**Material for the task**
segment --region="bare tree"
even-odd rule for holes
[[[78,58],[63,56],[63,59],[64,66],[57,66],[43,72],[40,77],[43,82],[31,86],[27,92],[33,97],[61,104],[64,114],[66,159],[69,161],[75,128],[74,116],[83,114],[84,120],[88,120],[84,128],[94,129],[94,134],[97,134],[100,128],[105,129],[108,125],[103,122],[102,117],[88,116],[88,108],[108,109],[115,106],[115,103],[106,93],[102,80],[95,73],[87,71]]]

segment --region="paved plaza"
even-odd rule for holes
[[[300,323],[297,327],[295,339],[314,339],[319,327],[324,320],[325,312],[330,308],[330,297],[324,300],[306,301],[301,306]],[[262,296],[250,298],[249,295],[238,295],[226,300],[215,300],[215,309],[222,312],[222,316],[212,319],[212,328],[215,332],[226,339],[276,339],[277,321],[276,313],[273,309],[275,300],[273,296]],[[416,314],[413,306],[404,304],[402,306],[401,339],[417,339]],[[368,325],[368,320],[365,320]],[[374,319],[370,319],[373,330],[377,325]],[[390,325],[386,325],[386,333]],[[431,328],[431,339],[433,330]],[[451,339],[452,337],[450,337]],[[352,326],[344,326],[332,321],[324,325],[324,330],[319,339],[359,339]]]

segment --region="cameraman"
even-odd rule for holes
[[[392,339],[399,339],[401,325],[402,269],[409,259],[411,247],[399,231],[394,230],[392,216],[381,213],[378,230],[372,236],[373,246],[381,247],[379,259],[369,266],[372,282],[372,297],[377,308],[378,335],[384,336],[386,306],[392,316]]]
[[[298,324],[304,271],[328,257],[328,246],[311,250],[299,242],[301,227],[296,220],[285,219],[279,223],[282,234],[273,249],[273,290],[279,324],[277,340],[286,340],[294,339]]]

**What you are asked to do**
Extract each line of the entries above that contains the string "segment".

**Reply to the task**
segment --region="bare tree"
segment --region="paved plaza"
segment --region="cameraman"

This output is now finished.